──────── PROVIDED TEXT ────────
When can states be sued in federal court for violating federal law, assuming a valid cause of action under either a statute or the Constitution? This question has major implications for our federalist system. The possible answers are always, never, or sometimes, and the stakes of the answer are incredibly high. Too much accountability could expose the states to federal control in ways that could damage their finances and sovereignty, but too little accountability could jeopardize the supremacy of important federal laws and the Constitution. Sadly, the Supreme Court’s answer to this important question (sometimes) is incoherent and terrible policy as well. This term, in Penn East Pipeline v New Jersey, the Court doubled down on its own incoherence.

The Constitution speaks directly to the question under what circumstances states are allowed to assert sovereign immunity in federal courts. The 11th Amendment provides the following:

The Judicial Power of the United States shall not be construed to extend to any suit in law or equity commenced or prosecuted against one of the United States by a citizen of another state or by citizens or subjects of any foreign state.

Unlike most of the Constitution's clauses that are subject to litigation, like the equal protection clause, the due process clause, and the First and Second Amendments, the 11th Amendment could not be more precise. It was ratified after the Court held in Chisholm v. Georgia that a citizen of South Carolina could sue Georgia for debts owed after the revolutionary war. The public strongly disagreed and the 11th Amendment was ratified by the states a little more than a year later.

The Amendment unequivocally bars all lawsuits, whether in law (damages) or equity (injunctive relief) in federal court brought by citizens of "another" state. If the Court cared about text, the 11th Amendment would be easy to interpret and apply.

But, as I've documented in detail, the Court does not care about text if doing so is contrary to the Justices' policy preferences.

Thus, in Hans v. Louisiana, decided shortly after the Civil War, the Court held that the 11th Amendment prohibited a suit by a citizen of  Louisiana  against Louisiana even though the text only applies to citizens of "another state." The word "another" is not unclear or subject to interpretation. So how did the Court avoid that reading? Here is how:

Can we suppose that, when the eleventh amendment was adopted, it was understood to be left open for citizens of a state to sue their own state in the federal courts, while the idea of suits by citizens of other states, or of foreign states, was indignantly repelled? Suppose that congress, when proposing the eleventh amendment, had appended to it a proviso that nothing therein contained should prevent a state from being sued by its own citizens in cases arising under the constitution or laws of the United States, can we imagine that it would have been adopted by the states? The supposition that it would is almost an absurdity on its face.
────────
TASK REQUIREMENTS: How would the passage on state sovereign immunity and the 11th Amendment go on? Write what follows its last sentence.
──────── INFORMATION PROVIDED ────────
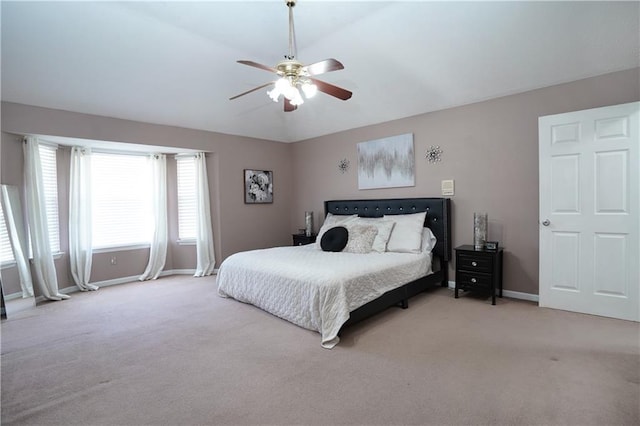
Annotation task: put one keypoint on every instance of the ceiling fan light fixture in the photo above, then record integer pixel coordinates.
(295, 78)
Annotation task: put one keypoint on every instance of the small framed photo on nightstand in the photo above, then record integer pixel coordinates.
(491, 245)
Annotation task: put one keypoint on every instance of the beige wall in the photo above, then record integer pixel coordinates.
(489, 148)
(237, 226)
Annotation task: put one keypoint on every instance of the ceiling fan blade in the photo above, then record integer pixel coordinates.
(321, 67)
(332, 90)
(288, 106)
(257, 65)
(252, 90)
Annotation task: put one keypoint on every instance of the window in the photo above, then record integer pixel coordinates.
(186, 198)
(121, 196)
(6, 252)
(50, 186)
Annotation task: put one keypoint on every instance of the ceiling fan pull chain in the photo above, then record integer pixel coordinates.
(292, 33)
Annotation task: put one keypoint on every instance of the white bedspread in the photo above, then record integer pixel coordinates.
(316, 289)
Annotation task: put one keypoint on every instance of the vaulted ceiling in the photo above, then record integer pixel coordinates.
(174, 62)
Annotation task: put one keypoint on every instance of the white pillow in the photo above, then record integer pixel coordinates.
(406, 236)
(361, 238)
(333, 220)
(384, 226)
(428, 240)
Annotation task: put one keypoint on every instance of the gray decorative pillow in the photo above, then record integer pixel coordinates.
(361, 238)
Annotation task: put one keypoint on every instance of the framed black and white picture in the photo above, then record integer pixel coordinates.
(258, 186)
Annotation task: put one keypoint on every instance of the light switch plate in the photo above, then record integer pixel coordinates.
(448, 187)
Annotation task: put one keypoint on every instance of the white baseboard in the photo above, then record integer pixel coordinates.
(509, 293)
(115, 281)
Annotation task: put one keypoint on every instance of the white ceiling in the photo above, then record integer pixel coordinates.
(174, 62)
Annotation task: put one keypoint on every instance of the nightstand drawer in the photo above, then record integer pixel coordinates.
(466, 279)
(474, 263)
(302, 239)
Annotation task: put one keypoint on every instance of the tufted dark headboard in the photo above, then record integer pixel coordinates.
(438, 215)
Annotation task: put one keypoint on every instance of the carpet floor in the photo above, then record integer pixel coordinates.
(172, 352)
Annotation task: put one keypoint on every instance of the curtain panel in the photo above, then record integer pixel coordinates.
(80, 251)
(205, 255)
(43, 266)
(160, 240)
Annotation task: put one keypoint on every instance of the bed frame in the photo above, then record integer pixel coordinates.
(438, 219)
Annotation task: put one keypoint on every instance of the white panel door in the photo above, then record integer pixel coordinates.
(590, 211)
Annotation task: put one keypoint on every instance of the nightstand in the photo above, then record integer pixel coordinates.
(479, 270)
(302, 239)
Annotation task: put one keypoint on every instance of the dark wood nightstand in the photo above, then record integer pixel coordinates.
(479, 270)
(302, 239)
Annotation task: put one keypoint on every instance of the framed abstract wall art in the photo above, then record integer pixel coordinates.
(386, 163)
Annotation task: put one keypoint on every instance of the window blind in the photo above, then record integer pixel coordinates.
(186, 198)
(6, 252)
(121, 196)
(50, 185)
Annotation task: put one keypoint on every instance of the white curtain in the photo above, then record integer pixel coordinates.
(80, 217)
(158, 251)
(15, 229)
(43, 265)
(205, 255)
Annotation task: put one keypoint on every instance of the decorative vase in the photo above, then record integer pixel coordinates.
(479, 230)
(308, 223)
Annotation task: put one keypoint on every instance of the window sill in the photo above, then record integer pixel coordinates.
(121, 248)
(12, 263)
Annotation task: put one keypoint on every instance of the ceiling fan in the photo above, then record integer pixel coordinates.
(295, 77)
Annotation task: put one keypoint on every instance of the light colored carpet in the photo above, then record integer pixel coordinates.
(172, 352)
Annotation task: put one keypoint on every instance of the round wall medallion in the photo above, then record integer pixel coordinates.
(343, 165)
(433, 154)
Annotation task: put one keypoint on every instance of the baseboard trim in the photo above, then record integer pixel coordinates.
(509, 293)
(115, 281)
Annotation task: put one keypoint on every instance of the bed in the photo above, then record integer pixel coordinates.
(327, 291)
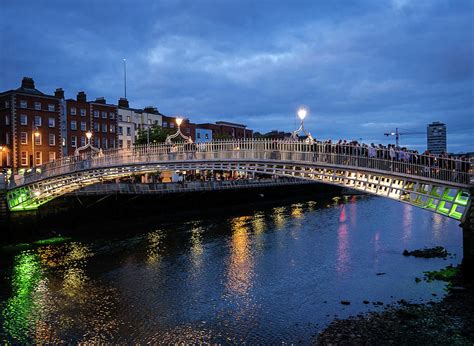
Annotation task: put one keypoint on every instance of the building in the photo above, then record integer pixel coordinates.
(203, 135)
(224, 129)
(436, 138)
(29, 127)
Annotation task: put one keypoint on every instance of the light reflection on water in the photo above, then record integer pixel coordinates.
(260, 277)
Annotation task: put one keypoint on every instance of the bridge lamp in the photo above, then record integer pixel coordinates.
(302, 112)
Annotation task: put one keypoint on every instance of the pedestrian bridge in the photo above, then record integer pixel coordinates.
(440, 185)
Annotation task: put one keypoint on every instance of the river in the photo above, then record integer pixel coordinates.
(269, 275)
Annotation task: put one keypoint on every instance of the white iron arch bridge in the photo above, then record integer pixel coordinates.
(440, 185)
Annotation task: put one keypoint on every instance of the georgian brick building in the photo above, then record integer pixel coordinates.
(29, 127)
────────
RESULT OF THIS EXERCISE:
The so-called absurdity doctrine that courts sometime use to avoid clear text they don't like is extremely narrow and almost never applied to the Constitution (as opposed to statutory law). Moreover, though it may not be good policy to allow citizens of states to sue their own states but not other states under federal law, that value judgment is by no means absurd. States owe their own citizens responsibilities they don't owe citizens of other states and are generally more responsive to their own citizens than to the citizens of other states. Also, the 11th Amendment was meant to overturn Chisholm, which involved a suit against a state by a "citizen of another state."

Speaking of Chisholm and history, the overwhelming scholarly consensus is that the framers themselves were conflicted about state sovereign immunity but mostly discussed that immunity in the context of diversity suits for money. As Justice Souter has pointed out, there is virtually no record of founding era debates devoted to whether states would be immune in federal courts when sued under supreme federal statutes. On that precise issue, there is no historical agreement.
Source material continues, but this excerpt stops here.